EXERCISE:
Answer from the Kansas abortion law article:
1. What did an attorney for the state say enforcing the law while the lawsuit is pending would respect?
2. On what day is the law set to take effect?
3. Where do the physicians who filed the lawsuit perform abortions?

Allowing Kansas to enforce a sweeping new anti-abortion law while a lawsuit against it is pending would respect the democratic process, an attorney for the state said Thursday during a court hearing on whether the law should be put on hold temporarily.
Shawnee County District Judge Rebecca Crotty heard arguments Thursday in a lawsuit filed by physician Herbert Hodes and his daughter, physician Traci Nauser, who perform abortions at their Overland Park health center. The law is set to take effect Monday, and Crotty said she expects to rule on temporarily blocking parts or all of it before then.
The law bans sex-selection abortions, blocks tax breaks for abortion providers and prohibits them from furnishing materials or instructors for public schools’ sexuality courses. It spells out in greater detail what information must be provided to patients before their pregnancies can be terminated, including a statement that abortion ends the life of a “whole, separate, unique, living human being.”

SUPPLIED MATERIAL:
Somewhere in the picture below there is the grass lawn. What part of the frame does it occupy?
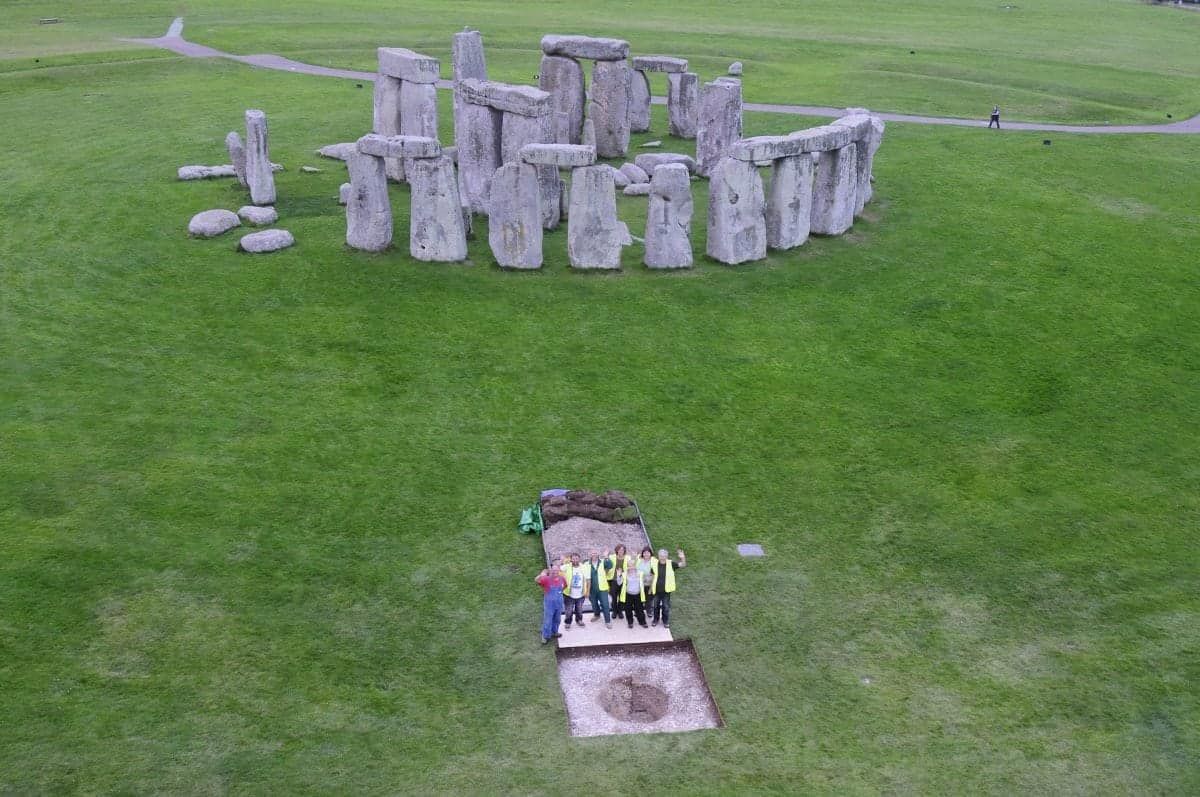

ANSWER SPACE:
1. The democratic process.
2. Monday.
3. At their Overland Park health center.